[[ Dataset extract, beginning ]]

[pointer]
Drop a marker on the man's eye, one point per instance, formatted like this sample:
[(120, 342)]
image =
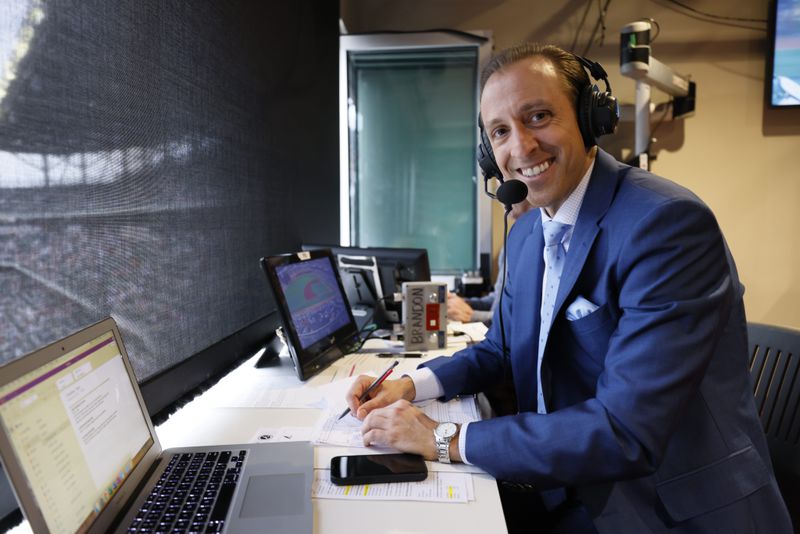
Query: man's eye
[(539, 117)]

[[ Dataset extract, end ]]
[[ Dataset extract, beginning ]]

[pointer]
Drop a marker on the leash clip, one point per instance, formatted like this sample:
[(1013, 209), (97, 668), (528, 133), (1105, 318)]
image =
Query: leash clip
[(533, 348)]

[[ Dataset extract, end ]]
[[ Dataset extract, beginning ]]

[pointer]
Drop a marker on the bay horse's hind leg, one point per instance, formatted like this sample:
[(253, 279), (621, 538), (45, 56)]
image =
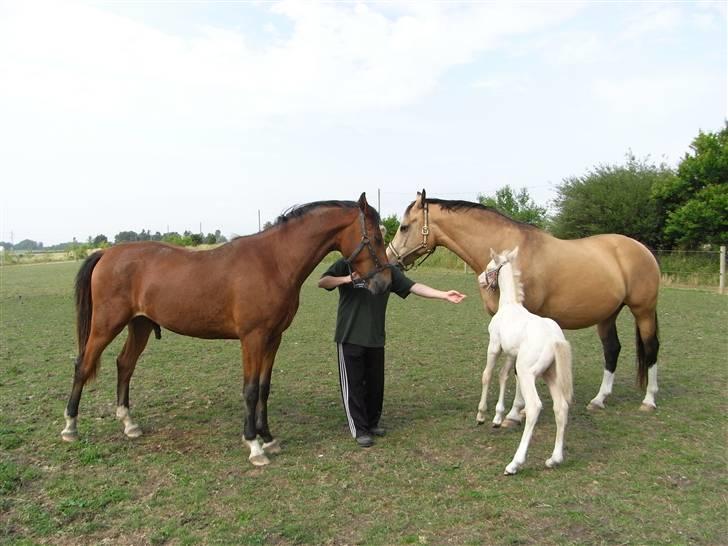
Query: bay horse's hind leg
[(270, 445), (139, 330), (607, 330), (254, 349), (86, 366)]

[[ Dataset extract, end ]]

Exercise aim: Copy all lines from the entries that contain the word "Drop".

Exercise output:
Drop a marker on the man's eye, one point per instance, formatted like this sample:
Drop a marker on the leash clip, one point per instance, formatted like this sample:
Drop a marker on the bay horse's hind leg, one point per instance, formatted like this sample:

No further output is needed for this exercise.